Copy out each of the items below word for word, changing nothing.

Supplied information:
*****
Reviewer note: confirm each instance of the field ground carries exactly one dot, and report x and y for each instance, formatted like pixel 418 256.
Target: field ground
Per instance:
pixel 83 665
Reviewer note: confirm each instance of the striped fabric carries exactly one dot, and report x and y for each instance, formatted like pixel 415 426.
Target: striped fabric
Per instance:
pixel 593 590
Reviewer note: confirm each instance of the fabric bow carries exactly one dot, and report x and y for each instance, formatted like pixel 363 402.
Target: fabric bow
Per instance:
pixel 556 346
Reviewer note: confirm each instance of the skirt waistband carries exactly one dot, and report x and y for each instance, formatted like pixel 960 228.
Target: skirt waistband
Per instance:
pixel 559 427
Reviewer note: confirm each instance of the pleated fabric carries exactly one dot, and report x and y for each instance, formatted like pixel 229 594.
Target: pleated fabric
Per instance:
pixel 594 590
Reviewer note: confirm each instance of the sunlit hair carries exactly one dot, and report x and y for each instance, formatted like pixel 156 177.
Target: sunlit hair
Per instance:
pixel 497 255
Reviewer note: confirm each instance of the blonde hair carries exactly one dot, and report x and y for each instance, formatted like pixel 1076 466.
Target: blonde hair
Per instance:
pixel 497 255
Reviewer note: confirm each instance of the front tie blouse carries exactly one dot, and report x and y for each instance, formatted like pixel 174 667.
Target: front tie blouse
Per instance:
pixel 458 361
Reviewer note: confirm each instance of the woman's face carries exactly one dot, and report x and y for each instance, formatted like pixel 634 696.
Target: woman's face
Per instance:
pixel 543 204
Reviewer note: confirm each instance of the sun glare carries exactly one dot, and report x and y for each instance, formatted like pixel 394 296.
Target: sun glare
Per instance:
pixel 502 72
*****
Correct answer:
Reviewer note: confirm each instance of the field ground carries exactly one dot, and report x and y for each instance, formatted like pixel 418 256.
Target: field ground
Per instance:
pixel 83 665
Reviewer note: confirm each instance of the striped fabric carries exactly one dot, and report x and y for each instance, formatted like pixel 415 426.
Target: striped fabric
Per instance:
pixel 593 590
Reviewer note: confirm each instance of the fabric bow carries exactly one dot, and report x and y for each instance, formatted like pixel 363 402.
Target: fabric bow
Per instance:
pixel 556 346
Reviewer note: confirm each instance of the skirt waistband carries exactly one dot, and report x and y for each instance, formatted like pixel 960 228.
Target: skirt waistband
Per instance:
pixel 559 427
Reviewer note: confirm each instance of the pleated fabric carries exactly one dot, and report x and y for each instance, formatted like pixel 229 594.
Target: pleated fabric
Per instance:
pixel 594 590
Reviewer note: confirm each instance of the sunlit hair carries exactly one dot, and report x and y for each instance, formatted like pixel 156 177.
Target: sunlit hair
Per instance:
pixel 497 255
Reviewer note: confirm each instance of the blonde hair carries exactly one dot, and report x and y for each instance, formatted like pixel 1076 466.
Target: blonde hair
Per instance:
pixel 497 255
Reviewer note: confirm each instance of the front tie blouse carries exactly one dot, and report x and y for each instance, formatted like pixel 174 667.
Target: front tie blouse
Per instance:
pixel 458 361
Reviewer note: confirm each instance of the woman's face carries exactly one dot, and report x and y for each instance, formatted like pixel 634 696.
Target: woman's face
Per instance:
pixel 543 204
Reviewer note: confirm each instance of the sun glare carries exactly one dot, and report x and y for each instance, formatted like pixel 394 296.
Target: sun glare
Per instance:
pixel 502 72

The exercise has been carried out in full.